What to produce: Pull out every line below holding the word "instance".

Data records:
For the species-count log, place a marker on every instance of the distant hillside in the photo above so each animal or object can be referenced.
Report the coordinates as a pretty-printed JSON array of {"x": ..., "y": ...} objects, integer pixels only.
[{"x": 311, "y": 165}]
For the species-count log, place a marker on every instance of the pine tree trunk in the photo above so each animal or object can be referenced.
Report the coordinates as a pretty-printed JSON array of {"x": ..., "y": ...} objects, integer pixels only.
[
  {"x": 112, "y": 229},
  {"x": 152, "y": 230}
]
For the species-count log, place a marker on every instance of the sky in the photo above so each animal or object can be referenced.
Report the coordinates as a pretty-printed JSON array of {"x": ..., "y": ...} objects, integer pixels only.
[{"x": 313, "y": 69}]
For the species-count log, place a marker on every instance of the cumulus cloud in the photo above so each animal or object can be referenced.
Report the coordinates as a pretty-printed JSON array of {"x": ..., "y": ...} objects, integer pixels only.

Output for this exercise:
For the species-count log, place a marker on every instance of the distant hillside in the photo above so each animal or object can be referenced.
For the species-count log, place a marker on every instance of the pine tree trunk in the photo above so each animal or object can be referenced.
For the species-count log, place a marker on every instance of the sky in the photo above so each animal or object can be referenced.
For the species-count log, place a marker on every instance of the cumulus cloud in the photo above so each animal or object can be referenced.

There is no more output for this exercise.